» **AUSGEWÄHLTER AUSZUG**:
----------------------------------------
MIMESIS

Aristoteles gibt in seiner klassischen Tragödienpoetik eine Definition zur Bedeutung von Mimesis: diese ist gleich Nachahmung von Handlung. Dabei ist der Gegenstand der Mimesis die idealisierte Menschendarstellung, das heißt die idealisierte Handlung von Menschen.[1]

Mimesis gebraucht Pasolini explizit in seiner Hommage an die Divina Commedia von Dante Alighieri, seiner Divina Mimesis. Das in Fragmenten überlieferte Werk bildet den ersten und zweiten Canto aus Dantes Meisterwerk ab; für einen Kenner Pasolinis liegt die Vermutung nahe, dass Dantes Commedia dabei nicht nur aus ästhetischen Gründen gewählt wurde.
----------------------------------------
» **AUFGABE 1**:
Welche Cantos aus Dantes Meisterwerk bildet Pasolinis Divina Mimesis laut dem Text über Mimesis ab?
» **AUFGABE 2**:
Gib aus dem Text über Mimesis den Abschnitt wortgetreu wieder, der mit „Aristoteles gibt in“ beginnt und mit „Gründen gewählt wurde.“ endet.
» **AUFGABE 3**:
Führe den Text über Mimesis im Anschluss an seinen letzten Satz weiter.
----------------------------------------
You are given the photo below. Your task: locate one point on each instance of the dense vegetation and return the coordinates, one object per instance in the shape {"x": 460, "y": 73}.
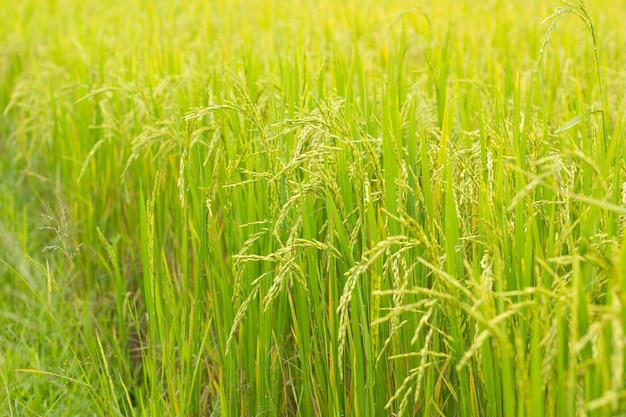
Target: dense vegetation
{"x": 312, "y": 208}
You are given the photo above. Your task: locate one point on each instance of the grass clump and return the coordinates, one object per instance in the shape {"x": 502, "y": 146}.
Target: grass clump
{"x": 352, "y": 208}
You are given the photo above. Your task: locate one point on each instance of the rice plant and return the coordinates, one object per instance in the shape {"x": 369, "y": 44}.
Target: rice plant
{"x": 352, "y": 208}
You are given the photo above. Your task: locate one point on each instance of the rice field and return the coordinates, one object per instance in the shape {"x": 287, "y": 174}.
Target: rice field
{"x": 312, "y": 208}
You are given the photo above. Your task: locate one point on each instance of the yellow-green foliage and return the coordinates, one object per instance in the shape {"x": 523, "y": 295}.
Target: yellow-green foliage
{"x": 312, "y": 208}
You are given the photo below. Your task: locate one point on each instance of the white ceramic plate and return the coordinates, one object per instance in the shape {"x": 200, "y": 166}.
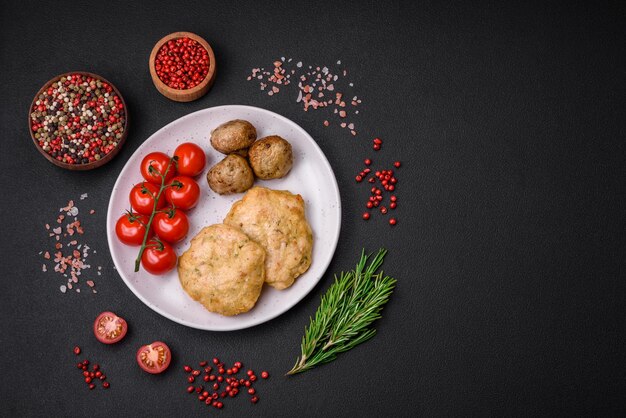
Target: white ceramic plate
{"x": 311, "y": 177}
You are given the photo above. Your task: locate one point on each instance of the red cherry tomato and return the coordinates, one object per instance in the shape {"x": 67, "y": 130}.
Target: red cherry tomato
{"x": 158, "y": 258}
{"x": 191, "y": 159}
{"x": 131, "y": 231}
{"x": 184, "y": 196}
{"x": 154, "y": 358}
{"x": 159, "y": 162}
{"x": 109, "y": 328}
{"x": 171, "y": 226}
{"x": 143, "y": 202}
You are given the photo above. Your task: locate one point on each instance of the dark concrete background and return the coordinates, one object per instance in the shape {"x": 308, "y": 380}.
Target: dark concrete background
{"x": 510, "y": 247}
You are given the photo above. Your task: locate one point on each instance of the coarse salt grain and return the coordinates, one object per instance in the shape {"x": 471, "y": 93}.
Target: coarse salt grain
{"x": 73, "y": 262}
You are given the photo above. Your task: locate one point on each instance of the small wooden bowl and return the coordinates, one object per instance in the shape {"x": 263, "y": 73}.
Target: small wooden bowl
{"x": 192, "y": 93}
{"x": 93, "y": 164}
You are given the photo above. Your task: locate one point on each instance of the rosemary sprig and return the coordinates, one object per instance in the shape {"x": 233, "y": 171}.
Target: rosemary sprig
{"x": 347, "y": 309}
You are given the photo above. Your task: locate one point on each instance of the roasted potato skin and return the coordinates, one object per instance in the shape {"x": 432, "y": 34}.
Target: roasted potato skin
{"x": 231, "y": 175}
{"x": 271, "y": 157}
{"x": 234, "y": 136}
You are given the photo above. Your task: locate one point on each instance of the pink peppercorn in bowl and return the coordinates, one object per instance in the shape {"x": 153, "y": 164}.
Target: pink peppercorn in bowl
{"x": 182, "y": 66}
{"x": 78, "y": 120}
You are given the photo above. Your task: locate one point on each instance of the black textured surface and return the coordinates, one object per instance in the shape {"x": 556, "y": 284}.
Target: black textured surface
{"x": 510, "y": 246}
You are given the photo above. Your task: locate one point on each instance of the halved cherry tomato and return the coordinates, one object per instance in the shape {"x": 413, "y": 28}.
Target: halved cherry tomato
{"x": 158, "y": 257}
{"x": 171, "y": 226}
{"x": 191, "y": 159}
{"x": 184, "y": 194}
{"x": 159, "y": 162}
{"x": 109, "y": 328}
{"x": 130, "y": 228}
{"x": 142, "y": 201}
{"x": 154, "y": 358}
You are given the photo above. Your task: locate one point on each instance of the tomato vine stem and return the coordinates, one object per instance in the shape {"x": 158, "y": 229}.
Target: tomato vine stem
{"x": 155, "y": 210}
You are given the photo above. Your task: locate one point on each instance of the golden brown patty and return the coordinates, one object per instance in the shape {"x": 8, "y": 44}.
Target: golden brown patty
{"x": 275, "y": 219}
{"x": 223, "y": 269}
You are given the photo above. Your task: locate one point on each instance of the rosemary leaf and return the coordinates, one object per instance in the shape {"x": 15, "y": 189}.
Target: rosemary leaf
{"x": 345, "y": 314}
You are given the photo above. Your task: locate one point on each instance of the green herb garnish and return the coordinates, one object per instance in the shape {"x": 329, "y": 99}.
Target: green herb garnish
{"x": 347, "y": 309}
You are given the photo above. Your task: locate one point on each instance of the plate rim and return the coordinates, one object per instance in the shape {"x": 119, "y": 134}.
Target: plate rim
{"x": 291, "y": 303}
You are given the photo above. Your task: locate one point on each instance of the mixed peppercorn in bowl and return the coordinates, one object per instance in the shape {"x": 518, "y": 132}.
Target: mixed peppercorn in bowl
{"x": 78, "y": 120}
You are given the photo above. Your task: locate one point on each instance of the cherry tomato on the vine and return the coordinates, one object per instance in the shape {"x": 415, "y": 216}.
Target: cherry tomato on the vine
{"x": 191, "y": 159}
{"x": 184, "y": 193}
{"x": 130, "y": 228}
{"x": 158, "y": 257}
{"x": 171, "y": 226}
{"x": 159, "y": 162}
{"x": 143, "y": 201}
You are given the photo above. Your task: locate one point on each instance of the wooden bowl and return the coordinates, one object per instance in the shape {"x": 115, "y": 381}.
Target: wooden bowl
{"x": 194, "y": 92}
{"x": 93, "y": 164}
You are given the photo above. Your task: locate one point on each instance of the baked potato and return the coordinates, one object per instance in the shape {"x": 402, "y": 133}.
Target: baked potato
{"x": 234, "y": 136}
{"x": 271, "y": 157}
{"x": 231, "y": 175}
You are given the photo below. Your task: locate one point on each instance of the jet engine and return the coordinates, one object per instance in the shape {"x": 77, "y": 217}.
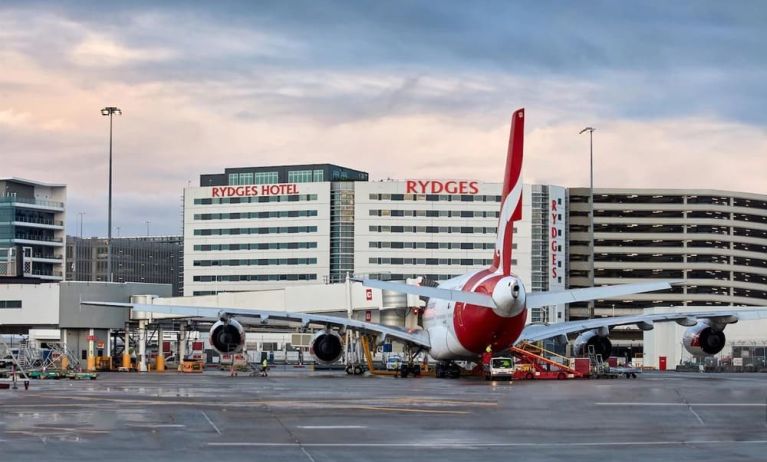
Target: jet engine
{"x": 227, "y": 336}
{"x": 703, "y": 339}
{"x": 601, "y": 343}
{"x": 327, "y": 346}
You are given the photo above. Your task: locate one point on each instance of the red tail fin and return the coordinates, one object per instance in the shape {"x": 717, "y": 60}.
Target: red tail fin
{"x": 511, "y": 197}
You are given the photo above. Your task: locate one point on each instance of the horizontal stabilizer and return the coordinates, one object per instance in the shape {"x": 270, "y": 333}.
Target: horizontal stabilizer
{"x": 540, "y": 299}
{"x": 432, "y": 292}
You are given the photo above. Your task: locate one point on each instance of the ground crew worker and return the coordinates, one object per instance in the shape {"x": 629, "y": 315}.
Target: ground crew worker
{"x": 264, "y": 367}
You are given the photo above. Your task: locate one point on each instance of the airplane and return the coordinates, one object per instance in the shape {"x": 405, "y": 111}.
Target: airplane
{"x": 467, "y": 314}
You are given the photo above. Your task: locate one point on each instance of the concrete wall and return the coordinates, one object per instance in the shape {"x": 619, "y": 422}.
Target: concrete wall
{"x": 76, "y": 316}
{"x": 39, "y": 305}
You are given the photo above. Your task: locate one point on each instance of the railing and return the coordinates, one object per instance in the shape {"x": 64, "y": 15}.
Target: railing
{"x": 39, "y": 221}
{"x": 49, "y": 257}
{"x": 27, "y": 200}
{"x": 47, "y": 273}
{"x": 37, "y": 237}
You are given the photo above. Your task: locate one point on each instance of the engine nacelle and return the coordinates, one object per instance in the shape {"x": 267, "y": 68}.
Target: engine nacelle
{"x": 509, "y": 297}
{"x": 227, "y": 337}
{"x": 602, "y": 345}
{"x": 703, "y": 340}
{"x": 326, "y": 346}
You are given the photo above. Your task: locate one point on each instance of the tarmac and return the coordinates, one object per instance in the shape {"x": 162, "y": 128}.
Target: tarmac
{"x": 300, "y": 415}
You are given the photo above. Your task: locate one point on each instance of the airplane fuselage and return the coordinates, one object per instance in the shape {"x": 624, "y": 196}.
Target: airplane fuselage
{"x": 462, "y": 331}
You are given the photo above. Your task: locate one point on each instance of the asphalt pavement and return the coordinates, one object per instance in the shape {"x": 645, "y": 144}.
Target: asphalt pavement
{"x": 296, "y": 415}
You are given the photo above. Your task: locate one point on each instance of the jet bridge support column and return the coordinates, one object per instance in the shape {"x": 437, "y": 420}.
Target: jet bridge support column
{"x": 160, "y": 361}
{"x": 141, "y": 346}
{"x": 126, "y": 348}
{"x": 181, "y": 345}
{"x": 91, "y": 356}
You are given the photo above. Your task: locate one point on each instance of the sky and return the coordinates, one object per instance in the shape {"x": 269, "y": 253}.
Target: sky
{"x": 677, "y": 92}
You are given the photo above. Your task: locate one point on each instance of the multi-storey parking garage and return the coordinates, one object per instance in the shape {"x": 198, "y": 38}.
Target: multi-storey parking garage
{"x": 714, "y": 241}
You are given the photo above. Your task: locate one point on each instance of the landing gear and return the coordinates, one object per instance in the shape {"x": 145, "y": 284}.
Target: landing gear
{"x": 355, "y": 369}
{"x": 409, "y": 369}
{"x": 448, "y": 369}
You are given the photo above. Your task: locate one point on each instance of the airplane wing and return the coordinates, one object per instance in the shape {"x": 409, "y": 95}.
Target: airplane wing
{"x": 415, "y": 337}
{"x": 535, "y": 332}
{"x": 534, "y": 299}
{"x": 431, "y": 292}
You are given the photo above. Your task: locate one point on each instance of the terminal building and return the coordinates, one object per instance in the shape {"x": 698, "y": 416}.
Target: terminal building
{"x": 148, "y": 259}
{"x": 32, "y": 229}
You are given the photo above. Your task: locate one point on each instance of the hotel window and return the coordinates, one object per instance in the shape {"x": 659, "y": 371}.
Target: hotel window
{"x": 300, "y": 176}
{"x": 246, "y": 178}
{"x": 266, "y": 178}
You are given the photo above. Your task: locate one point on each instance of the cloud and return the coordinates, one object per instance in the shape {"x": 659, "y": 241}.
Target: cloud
{"x": 428, "y": 89}
{"x": 97, "y": 50}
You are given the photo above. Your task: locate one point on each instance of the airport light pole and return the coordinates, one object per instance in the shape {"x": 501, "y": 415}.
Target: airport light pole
{"x": 81, "y": 223}
{"x": 591, "y": 209}
{"x": 110, "y": 111}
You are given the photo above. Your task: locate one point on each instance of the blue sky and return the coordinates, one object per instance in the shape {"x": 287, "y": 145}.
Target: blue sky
{"x": 676, "y": 90}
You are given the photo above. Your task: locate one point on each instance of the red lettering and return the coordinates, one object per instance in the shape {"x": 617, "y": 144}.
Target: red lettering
{"x": 437, "y": 187}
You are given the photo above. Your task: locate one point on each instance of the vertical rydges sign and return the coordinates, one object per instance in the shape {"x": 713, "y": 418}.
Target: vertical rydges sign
{"x": 557, "y": 213}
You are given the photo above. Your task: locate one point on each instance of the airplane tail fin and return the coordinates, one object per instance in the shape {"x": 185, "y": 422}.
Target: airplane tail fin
{"x": 511, "y": 197}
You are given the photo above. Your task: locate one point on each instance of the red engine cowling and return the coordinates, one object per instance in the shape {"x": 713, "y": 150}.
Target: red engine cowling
{"x": 327, "y": 346}
{"x": 703, "y": 340}
{"x": 227, "y": 337}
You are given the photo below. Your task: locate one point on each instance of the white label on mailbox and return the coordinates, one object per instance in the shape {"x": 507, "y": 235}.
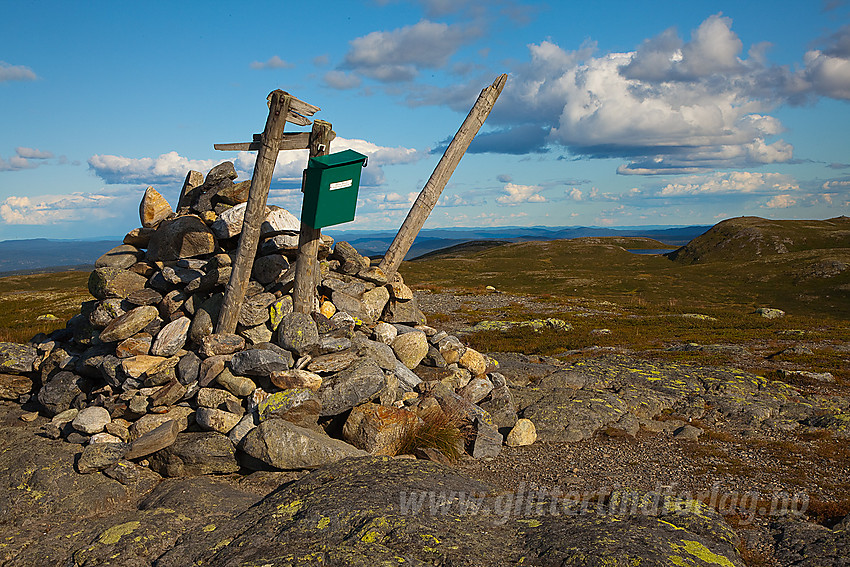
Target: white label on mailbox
{"x": 341, "y": 184}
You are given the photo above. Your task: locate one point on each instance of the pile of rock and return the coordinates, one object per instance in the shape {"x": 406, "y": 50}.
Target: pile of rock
{"x": 140, "y": 373}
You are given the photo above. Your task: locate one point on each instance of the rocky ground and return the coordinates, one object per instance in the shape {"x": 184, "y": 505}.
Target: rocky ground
{"x": 137, "y": 436}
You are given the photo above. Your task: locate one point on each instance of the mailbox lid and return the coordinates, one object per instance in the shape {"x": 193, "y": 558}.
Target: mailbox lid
{"x": 338, "y": 159}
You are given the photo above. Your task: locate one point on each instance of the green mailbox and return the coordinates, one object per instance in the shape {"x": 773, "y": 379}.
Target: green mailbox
{"x": 330, "y": 185}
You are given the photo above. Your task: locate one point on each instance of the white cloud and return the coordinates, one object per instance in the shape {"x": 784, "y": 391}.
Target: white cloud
{"x": 734, "y": 182}
{"x": 290, "y": 164}
{"x": 170, "y": 167}
{"x": 516, "y": 194}
{"x": 10, "y": 72}
{"x": 780, "y": 202}
{"x": 23, "y": 159}
{"x": 273, "y": 62}
{"x": 398, "y": 55}
{"x": 51, "y": 209}
{"x": 341, "y": 80}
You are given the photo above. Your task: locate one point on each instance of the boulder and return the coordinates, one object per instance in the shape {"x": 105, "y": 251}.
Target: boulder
{"x": 183, "y": 237}
{"x": 122, "y": 256}
{"x": 17, "y": 358}
{"x": 359, "y": 383}
{"x": 377, "y": 429}
{"x": 114, "y": 282}
{"x": 196, "y": 453}
{"x": 286, "y": 446}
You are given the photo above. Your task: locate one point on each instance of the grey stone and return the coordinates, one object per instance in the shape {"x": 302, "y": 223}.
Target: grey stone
{"x": 333, "y": 362}
{"x": 255, "y": 310}
{"x": 98, "y": 456}
{"x": 91, "y": 420}
{"x": 410, "y": 348}
{"x": 268, "y": 269}
{"x": 229, "y": 223}
{"x": 154, "y": 440}
{"x": 59, "y": 393}
{"x": 183, "y": 237}
{"x": 260, "y": 361}
{"x": 129, "y": 324}
{"x": 287, "y": 446}
{"x": 240, "y": 386}
{"x": 298, "y": 333}
{"x": 196, "y": 453}
{"x": 357, "y": 384}
{"x": 105, "y": 283}
{"x": 279, "y": 220}
{"x": 17, "y": 358}
{"x": 188, "y": 369}
{"x": 206, "y": 317}
{"x": 122, "y": 256}
{"x": 488, "y": 440}
{"x": 172, "y": 337}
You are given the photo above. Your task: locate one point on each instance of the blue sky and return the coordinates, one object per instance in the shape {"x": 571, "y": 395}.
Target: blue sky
{"x": 615, "y": 113}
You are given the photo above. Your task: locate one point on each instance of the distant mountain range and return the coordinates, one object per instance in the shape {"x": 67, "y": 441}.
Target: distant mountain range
{"x": 41, "y": 254}
{"x": 374, "y": 243}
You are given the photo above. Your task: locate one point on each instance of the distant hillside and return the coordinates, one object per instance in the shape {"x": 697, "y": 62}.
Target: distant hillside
{"x": 429, "y": 240}
{"x": 40, "y": 254}
{"x": 750, "y": 238}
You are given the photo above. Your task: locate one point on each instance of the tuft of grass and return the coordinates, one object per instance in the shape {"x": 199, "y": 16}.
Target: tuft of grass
{"x": 24, "y": 298}
{"x": 435, "y": 429}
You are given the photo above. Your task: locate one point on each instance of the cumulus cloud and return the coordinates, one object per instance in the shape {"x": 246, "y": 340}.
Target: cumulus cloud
{"x": 828, "y": 70}
{"x": 730, "y": 183}
{"x": 9, "y": 72}
{"x": 341, "y": 80}
{"x": 26, "y": 158}
{"x": 517, "y": 194}
{"x": 780, "y": 202}
{"x": 168, "y": 168}
{"x": 671, "y": 106}
{"x": 51, "y": 209}
{"x": 290, "y": 164}
{"x": 398, "y": 55}
{"x": 274, "y": 62}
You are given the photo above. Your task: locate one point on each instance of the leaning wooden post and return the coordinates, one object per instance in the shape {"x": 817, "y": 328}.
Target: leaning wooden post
{"x": 254, "y": 211}
{"x": 431, "y": 192}
{"x": 306, "y": 268}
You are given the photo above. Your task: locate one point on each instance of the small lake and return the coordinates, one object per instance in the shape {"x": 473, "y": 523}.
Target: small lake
{"x": 650, "y": 250}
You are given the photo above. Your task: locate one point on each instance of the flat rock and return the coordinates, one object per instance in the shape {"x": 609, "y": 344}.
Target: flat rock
{"x": 154, "y": 440}
{"x": 98, "y": 456}
{"x": 183, "y": 237}
{"x": 410, "y": 348}
{"x": 196, "y": 453}
{"x": 122, "y": 256}
{"x": 286, "y": 446}
{"x": 172, "y": 337}
{"x": 17, "y": 358}
{"x": 106, "y": 282}
{"x": 357, "y": 384}
{"x": 91, "y": 420}
{"x": 129, "y": 323}
{"x": 260, "y": 362}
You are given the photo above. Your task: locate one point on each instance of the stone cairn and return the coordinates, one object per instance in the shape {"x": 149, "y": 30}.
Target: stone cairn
{"x": 140, "y": 376}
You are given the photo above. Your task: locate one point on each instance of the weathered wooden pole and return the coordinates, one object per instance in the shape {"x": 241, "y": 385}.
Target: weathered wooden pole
{"x": 254, "y": 211}
{"x": 306, "y": 267}
{"x": 431, "y": 192}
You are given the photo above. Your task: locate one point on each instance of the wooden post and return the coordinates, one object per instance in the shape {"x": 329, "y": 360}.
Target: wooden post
{"x": 306, "y": 268}
{"x": 431, "y": 192}
{"x": 254, "y": 211}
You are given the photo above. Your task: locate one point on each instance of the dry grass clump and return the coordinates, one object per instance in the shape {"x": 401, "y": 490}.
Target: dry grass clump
{"x": 435, "y": 429}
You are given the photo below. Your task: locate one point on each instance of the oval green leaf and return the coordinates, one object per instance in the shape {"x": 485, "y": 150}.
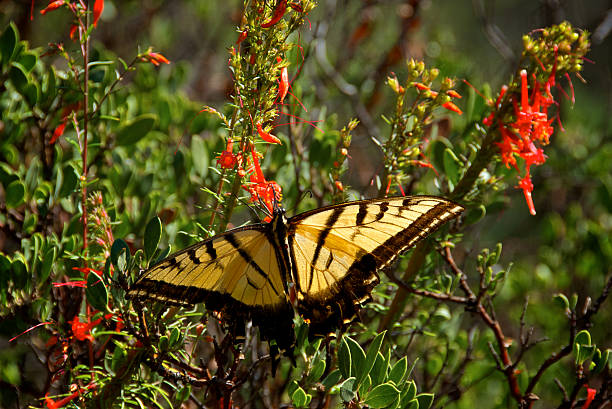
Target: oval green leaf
{"x": 96, "y": 292}
{"x": 152, "y": 237}
{"x": 382, "y": 396}
{"x": 135, "y": 130}
{"x": 15, "y": 194}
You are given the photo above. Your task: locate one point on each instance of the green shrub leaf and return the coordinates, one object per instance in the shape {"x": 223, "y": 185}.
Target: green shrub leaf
{"x": 15, "y": 194}
{"x": 8, "y": 40}
{"x": 96, "y": 292}
{"x": 382, "y": 395}
{"x": 152, "y": 237}
{"x": 135, "y": 130}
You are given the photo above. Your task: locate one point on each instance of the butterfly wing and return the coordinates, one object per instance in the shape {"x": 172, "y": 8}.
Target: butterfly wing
{"x": 238, "y": 273}
{"x": 337, "y": 250}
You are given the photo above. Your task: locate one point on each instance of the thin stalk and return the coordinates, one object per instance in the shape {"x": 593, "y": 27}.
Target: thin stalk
{"x": 85, "y": 52}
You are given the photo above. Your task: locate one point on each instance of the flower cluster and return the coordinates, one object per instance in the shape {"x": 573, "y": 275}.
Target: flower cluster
{"x": 531, "y": 129}
{"x": 521, "y": 112}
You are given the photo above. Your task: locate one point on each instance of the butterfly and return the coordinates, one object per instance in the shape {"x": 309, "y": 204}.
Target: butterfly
{"x": 328, "y": 258}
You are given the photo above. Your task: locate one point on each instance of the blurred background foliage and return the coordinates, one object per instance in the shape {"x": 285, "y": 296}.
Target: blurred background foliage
{"x": 349, "y": 49}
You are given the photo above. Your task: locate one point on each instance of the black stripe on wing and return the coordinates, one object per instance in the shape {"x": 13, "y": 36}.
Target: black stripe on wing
{"x": 334, "y": 308}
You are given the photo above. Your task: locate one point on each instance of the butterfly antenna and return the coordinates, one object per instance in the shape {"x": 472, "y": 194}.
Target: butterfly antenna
{"x": 248, "y": 205}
----------------------------------------
» **ERWARTETE AUSGABE 1**:
Den ersten und den zweiten Canto.

» **ERWARTETE AUSGABE 2**:
Aristoteles gibt in seiner klassischen Tragödienpoetik eine Definition zur Bedeutung von Mimesis: diese ist gleich Nachahmung von Handlung. Dabei ist der Gegenstand der Mimesis die idealisierte Menschendarstellung, das heißt die idealisierte Handlung von Menschen.[1]

Mimesis gebraucht Pasolini explizit in seiner Hommage an die Divina Commedia von Dante Alighieri, seiner Divina Mimesis. Das in Fragmenten überlieferte Werk bildet den ersten und zweiten Canto aus Dantes Meisterwerk ab; für einen Kenner Pasolinis liegt die Vermutung nahe, dass Dantes Commedia dabei nicht nur aus ästhetischen Gründen gewählt wurde.

» **ERWARTETE AUSGABE 3**:
Eine Mimesis im Sinne Aristoteles’ betreiben sowohl Dante als auch Pasolini in Hinblick auf ihr fiktives Ich: Beide Autoren inszenieren als Hauptfiguren sich selbst, unwiderlegbar auch in einer idealisierten Version. Der fiktive Dante besitzt das Privileg, vom persönlichen Führer Vergil durch Hölle und Fegefeuer geführt worden zu sein; der fiktive Pasolini darf sich über seinen Führer ungestraft lustig machen und sich selbst in sowohl positiven wie negativen Vergleich zu ihm setzen.

Dantes Commedia ist einer der drei wichtigsten Grundlagentexte für die Entstehung der heutigen italienischen Sprache. Dante verwendet die Sprache nicht nur, um sowohl Bilder als auch symbolische Bedeutungen herzustellen, sondern um die Figuren hinsichtlich ihrer sozialen Zugehörigkeit durch ihre Sprache zu kennzeichnen →Dizionario. Pasolini selbst mischt die gehobene mit einer Umgangs- oder Alltagssprache →Humile. Seine Divina Mimesis steckt voller Anspielungen auf die Verwendung der Sprache: mit einem ironischen Ton nennt er sie die „Lingua dell’Odio“.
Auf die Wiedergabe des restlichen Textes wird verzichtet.